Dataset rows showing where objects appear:
════════════════
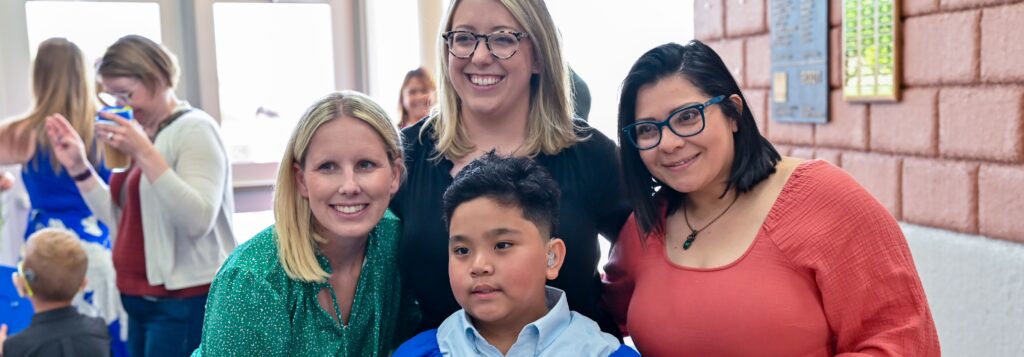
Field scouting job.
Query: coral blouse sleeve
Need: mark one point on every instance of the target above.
(872, 298)
(619, 273)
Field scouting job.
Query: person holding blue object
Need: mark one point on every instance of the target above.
(60, 84)
(502, 213)
(172, 207)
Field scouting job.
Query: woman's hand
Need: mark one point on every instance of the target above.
(6, 181)
(125, 137)
(68, 146)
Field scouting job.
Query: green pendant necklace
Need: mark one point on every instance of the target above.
(694, 232)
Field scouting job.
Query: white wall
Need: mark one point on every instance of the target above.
(975, 286)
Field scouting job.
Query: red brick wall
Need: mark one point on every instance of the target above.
(950, 153)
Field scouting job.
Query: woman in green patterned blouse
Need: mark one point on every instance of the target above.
(324, 279)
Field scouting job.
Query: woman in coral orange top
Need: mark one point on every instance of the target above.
(734, 251)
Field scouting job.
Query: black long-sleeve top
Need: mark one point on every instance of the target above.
(592, 204)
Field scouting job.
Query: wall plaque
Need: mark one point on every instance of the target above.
(870, 50)
(800, 60)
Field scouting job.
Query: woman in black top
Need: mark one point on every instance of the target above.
(505, 87)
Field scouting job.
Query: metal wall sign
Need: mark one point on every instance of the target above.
(870, 51)
(800, 60)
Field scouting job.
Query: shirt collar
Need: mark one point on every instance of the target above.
(546, 329)
(54, 315)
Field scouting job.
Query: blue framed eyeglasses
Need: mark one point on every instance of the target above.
(684, 122)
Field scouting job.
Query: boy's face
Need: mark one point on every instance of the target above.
(498, 263)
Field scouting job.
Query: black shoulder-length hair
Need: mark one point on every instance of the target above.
(755, 158)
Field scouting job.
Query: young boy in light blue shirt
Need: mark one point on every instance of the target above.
(502, 213)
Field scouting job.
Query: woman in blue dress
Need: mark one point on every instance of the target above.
(60, 84)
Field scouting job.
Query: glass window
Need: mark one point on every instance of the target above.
(393, 48)
(273, 60)
(61, 18)
(602, 55)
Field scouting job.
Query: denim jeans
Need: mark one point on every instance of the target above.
(164, 326)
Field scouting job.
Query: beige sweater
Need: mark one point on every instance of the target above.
(186, 212)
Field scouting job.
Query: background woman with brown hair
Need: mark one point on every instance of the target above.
(172, 207)
(60, 84)
(416, 96)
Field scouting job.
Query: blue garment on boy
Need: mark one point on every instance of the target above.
(56, 203)
(560, 332)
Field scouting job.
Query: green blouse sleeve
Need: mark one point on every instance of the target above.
(245, 316)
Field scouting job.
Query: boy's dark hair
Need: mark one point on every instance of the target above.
(57, 263)
(754, 160)
(516, 182)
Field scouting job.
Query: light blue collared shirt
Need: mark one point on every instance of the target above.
(560, 332)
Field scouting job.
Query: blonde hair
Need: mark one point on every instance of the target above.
(296, 237)
(550, 128)
(58, 262)
(142, 58)
(418, 74)
(60, 84)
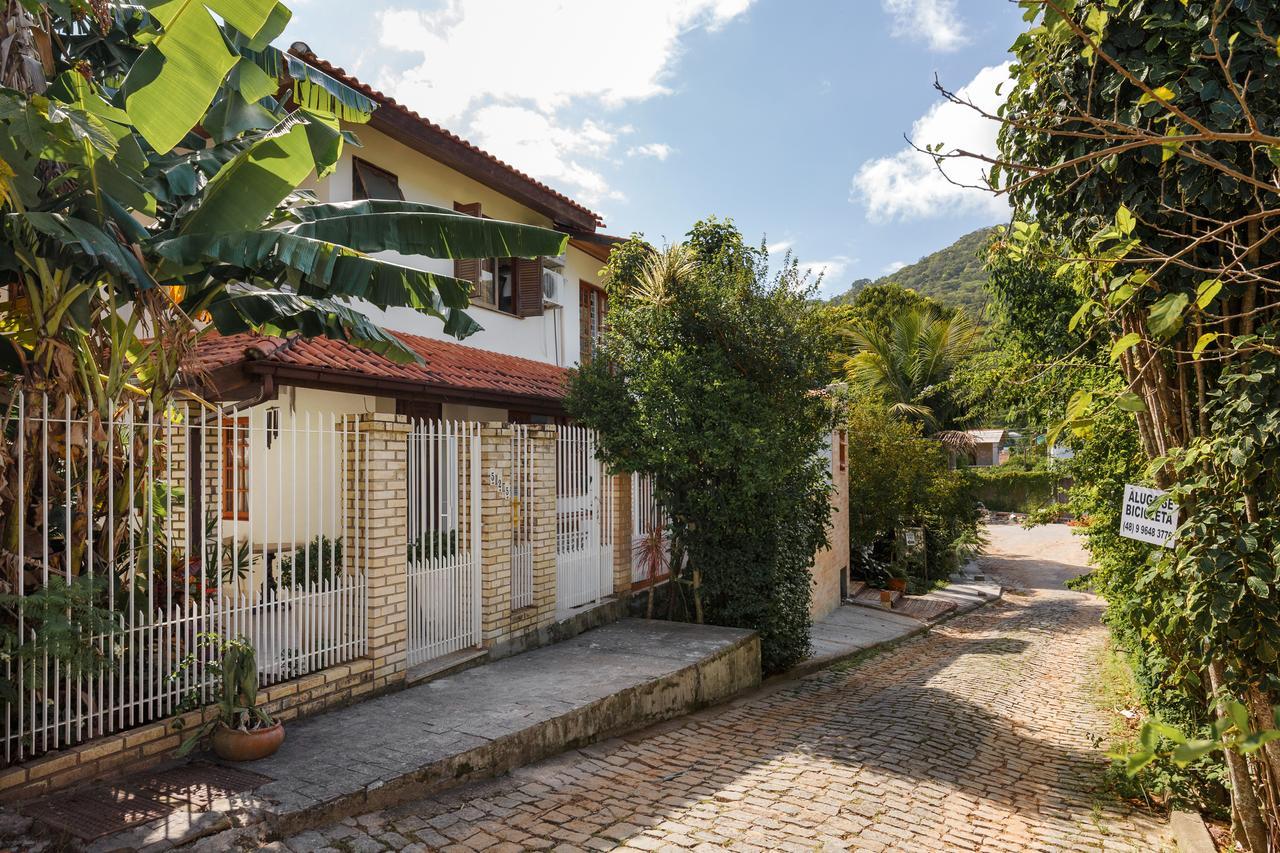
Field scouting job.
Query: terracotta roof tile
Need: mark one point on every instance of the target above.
(388, 101)
(444, 364)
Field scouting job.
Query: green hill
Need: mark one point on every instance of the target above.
(952, 276)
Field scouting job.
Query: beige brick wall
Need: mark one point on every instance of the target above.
(501, 621)
(376, 511)
(376, 503)
(621, 534)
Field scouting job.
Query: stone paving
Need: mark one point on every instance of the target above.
(974, 737)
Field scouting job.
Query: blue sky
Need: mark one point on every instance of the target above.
(787, 115)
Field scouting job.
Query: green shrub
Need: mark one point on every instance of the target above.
(705, 382)
(319, 562)
(1013, 489)
(900, 479)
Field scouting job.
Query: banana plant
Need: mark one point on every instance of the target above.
(152, 158)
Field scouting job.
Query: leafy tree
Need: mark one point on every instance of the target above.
(877, 305)
(900, 479)
(1136, 144)
(151, 163)
(707, 382)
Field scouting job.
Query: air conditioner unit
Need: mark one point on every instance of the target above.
(553, 283)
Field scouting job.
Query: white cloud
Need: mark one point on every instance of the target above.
(657, 150)
(933, 21)
(832, 269)
(540, 59)
(909, 186)
(535, 144)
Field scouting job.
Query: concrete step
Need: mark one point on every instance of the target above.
(466, 726)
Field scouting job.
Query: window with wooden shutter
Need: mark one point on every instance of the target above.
(590, 319)
(467, 269)
(529, 286)
(370, 182)
(234, 461)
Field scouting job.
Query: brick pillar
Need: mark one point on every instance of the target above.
(378, 529)
(494, 532)
(621, 486)
(543, 438)
(501, 625)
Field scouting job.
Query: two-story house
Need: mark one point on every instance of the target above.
(539, 316)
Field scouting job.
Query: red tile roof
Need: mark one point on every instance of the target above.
(446, 366)
(432, 127)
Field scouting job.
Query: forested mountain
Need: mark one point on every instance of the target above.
(952, 276)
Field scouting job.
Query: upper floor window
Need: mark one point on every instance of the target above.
(234, 461)
(370, 182)
(592, 308)
(497, 284)
(508, 284)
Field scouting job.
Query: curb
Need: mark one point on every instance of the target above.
(1191, 835)
(816, 664)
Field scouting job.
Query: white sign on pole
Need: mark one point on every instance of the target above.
(1147, 515)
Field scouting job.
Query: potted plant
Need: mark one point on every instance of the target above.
(240, 730)
(897, 578)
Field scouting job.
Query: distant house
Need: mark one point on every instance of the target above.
(987, 445)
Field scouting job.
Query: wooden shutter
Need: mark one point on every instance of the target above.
(529, 286)
(467, 269)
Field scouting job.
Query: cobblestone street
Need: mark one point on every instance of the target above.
(974, 737)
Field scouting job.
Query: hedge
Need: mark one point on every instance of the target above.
(1009, 489)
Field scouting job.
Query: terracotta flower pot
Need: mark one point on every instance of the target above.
(233, 744)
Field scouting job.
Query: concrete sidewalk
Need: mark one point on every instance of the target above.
(855, 628)
(471, 725)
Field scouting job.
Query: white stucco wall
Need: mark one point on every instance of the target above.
(552, 337)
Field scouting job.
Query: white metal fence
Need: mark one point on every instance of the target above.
(521, 493)
(443, 538)
(140, 529)
(647, 518)
(584, 520)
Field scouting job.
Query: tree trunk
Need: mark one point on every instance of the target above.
(1252, 829)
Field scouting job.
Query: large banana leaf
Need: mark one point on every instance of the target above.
(85, 241)
(245, 309)
(312, 89)
(174, 80)
(423, 229)
(245, 191)
(327, 269)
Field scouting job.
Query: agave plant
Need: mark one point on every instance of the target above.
(233, 669)
(151, 169)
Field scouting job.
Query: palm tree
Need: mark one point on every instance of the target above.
(909, 363)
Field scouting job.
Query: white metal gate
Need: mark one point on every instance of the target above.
(443, 538)
(521, 493)
(177, 523)
(584, 521)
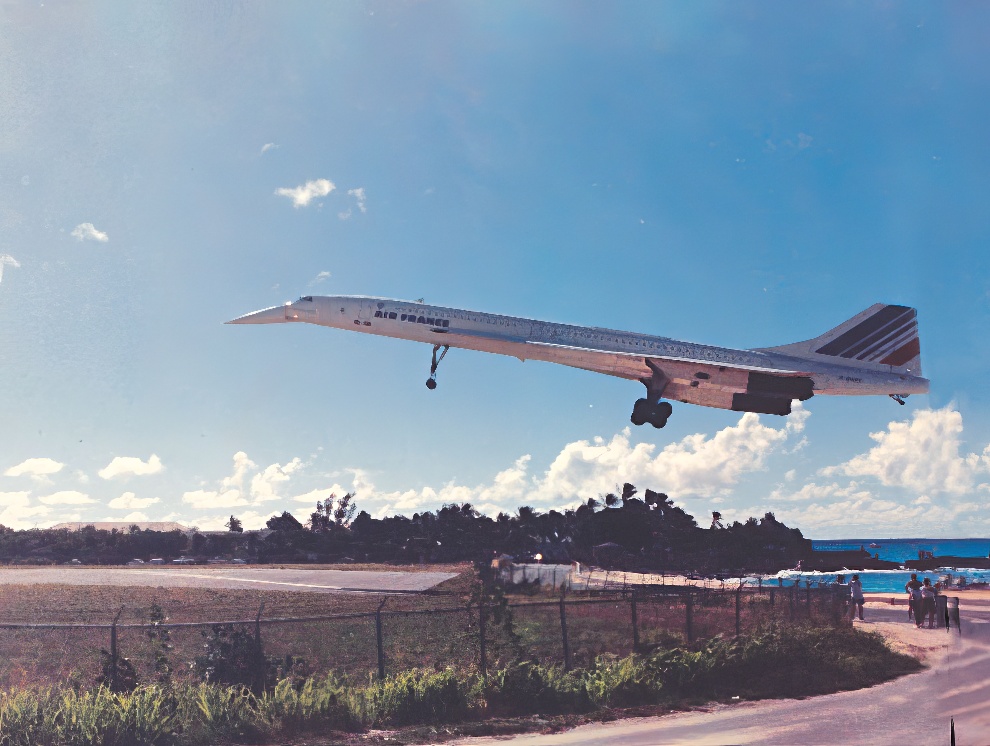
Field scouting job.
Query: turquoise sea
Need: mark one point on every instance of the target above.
(897, 550)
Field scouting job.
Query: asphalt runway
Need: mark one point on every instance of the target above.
(231, 577)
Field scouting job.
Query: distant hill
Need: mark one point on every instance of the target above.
(124, 526)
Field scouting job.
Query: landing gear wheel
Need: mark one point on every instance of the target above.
(642, 411)
(431, 382)
(656, 414)
(658, 420)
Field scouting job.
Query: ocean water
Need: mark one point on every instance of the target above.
(899, 550)
(893, 550)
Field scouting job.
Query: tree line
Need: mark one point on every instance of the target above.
(622, 530)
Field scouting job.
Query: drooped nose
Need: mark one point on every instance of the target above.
(273, 315)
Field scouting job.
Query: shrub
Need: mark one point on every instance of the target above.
(233, 656)
(528, 687)
(415, 696)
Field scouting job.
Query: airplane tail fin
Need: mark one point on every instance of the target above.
(882, 334)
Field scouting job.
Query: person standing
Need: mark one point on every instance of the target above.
(856, 595)
(928, 593)
(913, 587)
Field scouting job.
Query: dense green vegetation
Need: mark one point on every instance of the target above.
(621, 531)
(777, 661)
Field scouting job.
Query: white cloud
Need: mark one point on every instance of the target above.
(697, 465)
(922, 455)
(303, 195)
(242, 487)
(88, 232)
(206, 499)
(125, 466)
(264, 484)
(812, 491)
(6, 260)
(361, 198)
(242, 465)
(322, 276)
(66, 497)
(128, 501)
(38, 468)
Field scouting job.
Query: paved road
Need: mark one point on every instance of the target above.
(231, 576)
(911, 710)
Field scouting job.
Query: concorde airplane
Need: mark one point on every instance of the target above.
(875, 352)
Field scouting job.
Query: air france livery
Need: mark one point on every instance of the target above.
(875, 352)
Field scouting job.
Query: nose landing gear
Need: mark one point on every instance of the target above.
(431, 382)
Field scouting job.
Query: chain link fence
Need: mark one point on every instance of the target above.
(570, 630)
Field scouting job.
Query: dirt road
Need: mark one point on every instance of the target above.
(912, 709)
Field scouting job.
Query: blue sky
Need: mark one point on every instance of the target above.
(743, 174)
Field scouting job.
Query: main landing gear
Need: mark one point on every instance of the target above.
(651, 409)
(646, 411)
(431, 382)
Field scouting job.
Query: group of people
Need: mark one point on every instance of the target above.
(921, 599)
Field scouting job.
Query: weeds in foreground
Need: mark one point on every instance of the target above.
(792, 661)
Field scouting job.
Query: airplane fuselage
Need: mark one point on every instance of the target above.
(696, 373)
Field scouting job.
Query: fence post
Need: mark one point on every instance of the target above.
(563, 634)
(257, 625)
(378, 636)
(688, 614)
(632, 604)
(482, 648)
(113, 651)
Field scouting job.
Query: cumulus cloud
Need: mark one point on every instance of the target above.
(242, 465)
(242, 487)
(360, 197)
(88, 232)
(206, 499)
(38, 468)
(264, 485)
(126, 466)
(698, 465)
(128, 501)
(6, 260)
(923, 455)
(303, 195)
(67, 497)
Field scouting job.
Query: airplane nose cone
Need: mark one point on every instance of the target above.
(273, 315)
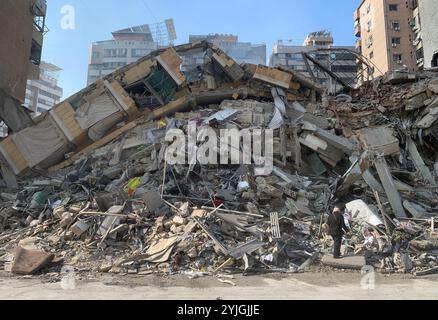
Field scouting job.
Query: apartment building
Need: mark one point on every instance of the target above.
(127, 46)
(241, 52)
(425, 26)
(22, 29)
(385, 36)
(340, 60)
(43, 94)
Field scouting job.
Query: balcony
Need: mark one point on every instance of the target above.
(357, 30)
(357, 15)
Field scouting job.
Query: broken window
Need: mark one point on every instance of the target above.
(393, 7)
(397, 57)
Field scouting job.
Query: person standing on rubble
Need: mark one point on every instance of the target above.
(337, 229)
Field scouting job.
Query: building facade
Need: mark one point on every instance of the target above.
(425, 26)
(22, 29)
(127, 46)
(241, 52)
(340, 60)
(385, 36)
(43, 94)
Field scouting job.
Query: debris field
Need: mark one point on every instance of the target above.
(88, 184)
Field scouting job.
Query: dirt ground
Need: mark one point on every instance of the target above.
(316, 284)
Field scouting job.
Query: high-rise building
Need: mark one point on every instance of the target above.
(318, 46)
(425, 26)
(43, 94)
(241, 52)
(22, 29)
(385, 36)
(127, 46)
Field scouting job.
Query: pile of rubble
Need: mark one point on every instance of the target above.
(88, 185)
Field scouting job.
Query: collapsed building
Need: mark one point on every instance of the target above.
(88, 185)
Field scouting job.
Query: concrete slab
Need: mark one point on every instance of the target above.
(347, 262)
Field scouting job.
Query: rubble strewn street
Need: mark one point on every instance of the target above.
(88, 185)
════════════════
Count the lines in the entries above that contain the word "hill" and give only that number.

**Answer to the problem**
2